[Point localization data]
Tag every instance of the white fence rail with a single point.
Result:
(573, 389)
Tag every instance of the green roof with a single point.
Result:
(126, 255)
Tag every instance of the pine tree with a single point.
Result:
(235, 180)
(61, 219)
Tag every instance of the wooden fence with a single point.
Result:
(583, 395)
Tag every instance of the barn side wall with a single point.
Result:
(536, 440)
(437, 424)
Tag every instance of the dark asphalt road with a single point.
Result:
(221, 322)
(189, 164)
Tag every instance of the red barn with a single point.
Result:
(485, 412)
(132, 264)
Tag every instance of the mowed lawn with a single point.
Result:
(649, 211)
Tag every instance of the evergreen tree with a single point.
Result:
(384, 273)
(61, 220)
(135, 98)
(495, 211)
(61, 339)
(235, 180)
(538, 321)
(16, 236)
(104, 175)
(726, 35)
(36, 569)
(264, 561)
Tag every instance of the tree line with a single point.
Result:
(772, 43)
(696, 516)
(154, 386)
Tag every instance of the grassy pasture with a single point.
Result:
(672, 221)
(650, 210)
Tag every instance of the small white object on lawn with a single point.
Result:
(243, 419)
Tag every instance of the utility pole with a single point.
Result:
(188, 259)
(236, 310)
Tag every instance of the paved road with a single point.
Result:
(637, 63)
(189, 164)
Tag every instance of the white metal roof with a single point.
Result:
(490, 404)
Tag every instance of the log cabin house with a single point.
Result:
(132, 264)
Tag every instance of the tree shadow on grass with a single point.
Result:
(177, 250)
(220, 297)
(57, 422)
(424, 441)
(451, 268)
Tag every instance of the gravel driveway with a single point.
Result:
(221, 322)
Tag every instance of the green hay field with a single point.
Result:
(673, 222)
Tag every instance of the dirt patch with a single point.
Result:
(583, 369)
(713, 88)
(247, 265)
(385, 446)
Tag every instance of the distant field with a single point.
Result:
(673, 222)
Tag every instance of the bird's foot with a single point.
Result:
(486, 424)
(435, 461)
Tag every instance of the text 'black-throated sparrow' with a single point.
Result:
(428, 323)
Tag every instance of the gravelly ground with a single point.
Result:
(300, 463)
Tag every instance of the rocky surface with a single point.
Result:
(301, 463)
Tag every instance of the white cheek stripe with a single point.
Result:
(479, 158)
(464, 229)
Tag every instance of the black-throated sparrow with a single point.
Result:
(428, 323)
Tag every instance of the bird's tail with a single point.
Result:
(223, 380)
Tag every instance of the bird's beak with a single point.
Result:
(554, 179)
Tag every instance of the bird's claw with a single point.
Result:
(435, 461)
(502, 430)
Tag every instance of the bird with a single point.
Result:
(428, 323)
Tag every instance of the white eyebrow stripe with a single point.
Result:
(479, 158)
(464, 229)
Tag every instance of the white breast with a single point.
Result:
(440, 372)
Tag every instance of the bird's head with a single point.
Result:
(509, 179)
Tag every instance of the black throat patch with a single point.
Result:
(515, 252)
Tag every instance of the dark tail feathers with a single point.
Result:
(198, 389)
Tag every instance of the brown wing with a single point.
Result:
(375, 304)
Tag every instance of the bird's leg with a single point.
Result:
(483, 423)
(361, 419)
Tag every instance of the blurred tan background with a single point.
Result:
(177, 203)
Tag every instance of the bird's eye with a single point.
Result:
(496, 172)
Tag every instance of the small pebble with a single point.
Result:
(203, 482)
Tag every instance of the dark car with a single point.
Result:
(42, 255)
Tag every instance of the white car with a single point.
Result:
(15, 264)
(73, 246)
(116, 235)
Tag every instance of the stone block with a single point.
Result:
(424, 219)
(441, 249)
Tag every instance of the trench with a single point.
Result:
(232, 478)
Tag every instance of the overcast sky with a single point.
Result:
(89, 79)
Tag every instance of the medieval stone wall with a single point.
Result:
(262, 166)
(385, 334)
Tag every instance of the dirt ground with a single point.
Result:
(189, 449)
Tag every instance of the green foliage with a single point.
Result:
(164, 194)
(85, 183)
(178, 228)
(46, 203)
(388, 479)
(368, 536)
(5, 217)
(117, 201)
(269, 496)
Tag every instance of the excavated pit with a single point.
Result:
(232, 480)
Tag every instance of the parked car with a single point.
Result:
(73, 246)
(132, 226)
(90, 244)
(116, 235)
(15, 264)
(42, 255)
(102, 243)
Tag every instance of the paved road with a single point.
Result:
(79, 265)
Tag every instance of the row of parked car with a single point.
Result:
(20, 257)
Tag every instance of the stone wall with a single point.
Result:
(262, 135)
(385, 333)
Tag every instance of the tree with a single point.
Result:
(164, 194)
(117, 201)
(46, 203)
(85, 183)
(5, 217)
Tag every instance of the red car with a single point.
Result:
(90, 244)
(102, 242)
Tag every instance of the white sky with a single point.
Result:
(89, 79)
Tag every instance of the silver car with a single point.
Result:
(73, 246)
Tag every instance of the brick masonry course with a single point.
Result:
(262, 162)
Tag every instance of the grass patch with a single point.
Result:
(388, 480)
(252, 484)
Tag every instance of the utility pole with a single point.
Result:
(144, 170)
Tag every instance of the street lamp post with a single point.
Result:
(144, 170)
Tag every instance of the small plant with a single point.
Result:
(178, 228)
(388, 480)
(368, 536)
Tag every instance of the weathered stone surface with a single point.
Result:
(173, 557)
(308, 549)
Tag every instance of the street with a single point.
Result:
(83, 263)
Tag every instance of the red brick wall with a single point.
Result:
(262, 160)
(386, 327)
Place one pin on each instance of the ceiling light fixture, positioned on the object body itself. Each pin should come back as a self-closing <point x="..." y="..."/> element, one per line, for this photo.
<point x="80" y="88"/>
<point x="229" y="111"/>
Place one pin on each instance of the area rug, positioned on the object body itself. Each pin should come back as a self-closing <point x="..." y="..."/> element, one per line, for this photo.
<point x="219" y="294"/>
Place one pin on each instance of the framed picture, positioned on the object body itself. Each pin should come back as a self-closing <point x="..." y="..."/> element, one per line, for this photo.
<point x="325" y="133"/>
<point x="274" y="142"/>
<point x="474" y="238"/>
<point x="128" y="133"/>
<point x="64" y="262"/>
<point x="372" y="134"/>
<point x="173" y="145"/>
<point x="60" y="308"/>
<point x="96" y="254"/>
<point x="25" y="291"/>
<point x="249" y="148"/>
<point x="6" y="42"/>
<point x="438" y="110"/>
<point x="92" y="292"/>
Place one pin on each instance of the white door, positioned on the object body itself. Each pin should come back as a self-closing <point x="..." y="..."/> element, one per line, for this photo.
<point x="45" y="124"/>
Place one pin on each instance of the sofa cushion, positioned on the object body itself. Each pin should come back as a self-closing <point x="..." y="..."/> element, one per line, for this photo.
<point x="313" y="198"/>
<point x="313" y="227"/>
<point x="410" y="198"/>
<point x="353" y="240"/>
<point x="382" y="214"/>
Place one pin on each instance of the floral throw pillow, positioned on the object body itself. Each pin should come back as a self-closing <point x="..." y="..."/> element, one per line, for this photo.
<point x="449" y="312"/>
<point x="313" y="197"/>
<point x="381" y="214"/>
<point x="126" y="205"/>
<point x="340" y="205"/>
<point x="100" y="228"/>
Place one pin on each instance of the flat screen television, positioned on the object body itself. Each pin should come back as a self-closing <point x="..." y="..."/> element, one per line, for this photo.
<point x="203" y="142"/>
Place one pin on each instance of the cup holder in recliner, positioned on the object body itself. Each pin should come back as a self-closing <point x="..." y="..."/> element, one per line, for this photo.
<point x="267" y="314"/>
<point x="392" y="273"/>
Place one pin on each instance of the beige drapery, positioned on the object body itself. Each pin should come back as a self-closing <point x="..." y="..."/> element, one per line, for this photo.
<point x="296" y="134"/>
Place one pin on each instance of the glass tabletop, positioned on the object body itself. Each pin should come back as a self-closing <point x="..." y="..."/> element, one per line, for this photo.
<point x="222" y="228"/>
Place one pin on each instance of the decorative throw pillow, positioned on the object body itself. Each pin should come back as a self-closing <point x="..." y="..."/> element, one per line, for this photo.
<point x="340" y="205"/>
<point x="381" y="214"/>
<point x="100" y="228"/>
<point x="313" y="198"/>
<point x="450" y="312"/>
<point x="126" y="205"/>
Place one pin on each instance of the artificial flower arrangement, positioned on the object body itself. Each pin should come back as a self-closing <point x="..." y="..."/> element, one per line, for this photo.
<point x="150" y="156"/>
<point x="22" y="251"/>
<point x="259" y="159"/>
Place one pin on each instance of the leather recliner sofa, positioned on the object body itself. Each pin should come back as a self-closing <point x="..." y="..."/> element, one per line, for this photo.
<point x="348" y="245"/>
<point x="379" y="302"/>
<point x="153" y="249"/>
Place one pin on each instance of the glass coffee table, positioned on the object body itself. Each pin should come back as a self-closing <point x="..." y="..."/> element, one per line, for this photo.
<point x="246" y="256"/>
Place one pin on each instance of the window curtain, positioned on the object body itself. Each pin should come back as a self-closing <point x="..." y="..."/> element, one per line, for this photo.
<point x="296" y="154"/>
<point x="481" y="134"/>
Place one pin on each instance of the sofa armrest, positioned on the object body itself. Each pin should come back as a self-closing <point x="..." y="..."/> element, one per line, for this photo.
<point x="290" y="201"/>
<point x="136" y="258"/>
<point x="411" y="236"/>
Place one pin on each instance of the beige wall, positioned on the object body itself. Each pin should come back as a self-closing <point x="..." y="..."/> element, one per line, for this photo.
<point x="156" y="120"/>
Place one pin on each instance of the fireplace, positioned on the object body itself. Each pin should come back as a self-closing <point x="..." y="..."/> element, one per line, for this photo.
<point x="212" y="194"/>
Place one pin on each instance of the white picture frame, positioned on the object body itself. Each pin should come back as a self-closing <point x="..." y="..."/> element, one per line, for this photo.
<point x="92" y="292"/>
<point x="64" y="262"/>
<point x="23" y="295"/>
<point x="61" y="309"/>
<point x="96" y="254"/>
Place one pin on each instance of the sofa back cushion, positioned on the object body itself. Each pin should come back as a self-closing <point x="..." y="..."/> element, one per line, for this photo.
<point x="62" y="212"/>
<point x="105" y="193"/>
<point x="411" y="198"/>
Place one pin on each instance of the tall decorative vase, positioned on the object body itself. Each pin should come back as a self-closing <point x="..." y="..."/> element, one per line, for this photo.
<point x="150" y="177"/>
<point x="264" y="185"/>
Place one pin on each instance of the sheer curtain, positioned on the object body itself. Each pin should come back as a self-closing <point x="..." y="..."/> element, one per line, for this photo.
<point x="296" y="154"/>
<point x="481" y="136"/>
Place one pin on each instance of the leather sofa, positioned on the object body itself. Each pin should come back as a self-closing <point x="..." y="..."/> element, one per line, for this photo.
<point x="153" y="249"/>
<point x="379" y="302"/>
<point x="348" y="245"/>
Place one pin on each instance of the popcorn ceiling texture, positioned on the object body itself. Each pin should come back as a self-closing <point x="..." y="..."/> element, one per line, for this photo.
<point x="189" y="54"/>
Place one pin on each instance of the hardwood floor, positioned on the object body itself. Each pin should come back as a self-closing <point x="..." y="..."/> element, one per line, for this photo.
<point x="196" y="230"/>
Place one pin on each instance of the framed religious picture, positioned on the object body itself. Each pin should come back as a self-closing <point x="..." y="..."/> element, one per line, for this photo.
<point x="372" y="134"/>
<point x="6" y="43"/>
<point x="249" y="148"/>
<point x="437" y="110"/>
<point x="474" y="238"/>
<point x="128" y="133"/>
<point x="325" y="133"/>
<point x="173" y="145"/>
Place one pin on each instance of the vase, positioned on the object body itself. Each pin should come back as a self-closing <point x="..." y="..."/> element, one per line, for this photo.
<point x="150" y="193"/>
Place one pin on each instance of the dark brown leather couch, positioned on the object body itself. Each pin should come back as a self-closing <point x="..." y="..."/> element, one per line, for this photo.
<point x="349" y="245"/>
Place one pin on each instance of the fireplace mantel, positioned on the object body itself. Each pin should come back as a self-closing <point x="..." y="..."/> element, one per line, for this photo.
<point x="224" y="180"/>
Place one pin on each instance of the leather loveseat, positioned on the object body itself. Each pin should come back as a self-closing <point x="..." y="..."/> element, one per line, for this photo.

— Task details —
Write out word for word only the lines from the start of the entries down to the line with "Tag every instance of the evergreen", please, including both ends.

— Response area —
Tag every instance of the white fence rail with a single point.
Result:
(573, 389)
Tag every instance of the green roof with a single point.
Result:
(126, 255)
Tag every instance of the pine tree with a single point.
Result:
(235, 180)
(61, 219)
Tag every instance of the wooden fence with a single point.
Result:
(583, 395)
Tag every instance of the barn side wall with a single point.
Result:
(536, 440)
(437, 424)
Tag every instance of the dark asphalt road with a single point.
Result:
(221, 322)
(189, 164)
Tag every instance of the red barn with a single point.
Result:
(485, 412)
(132, 264)
Tag every instance of the mowed lawn with a single point.
Result:
(649, 211)
Tag every instance of the evergreen tree with a single point.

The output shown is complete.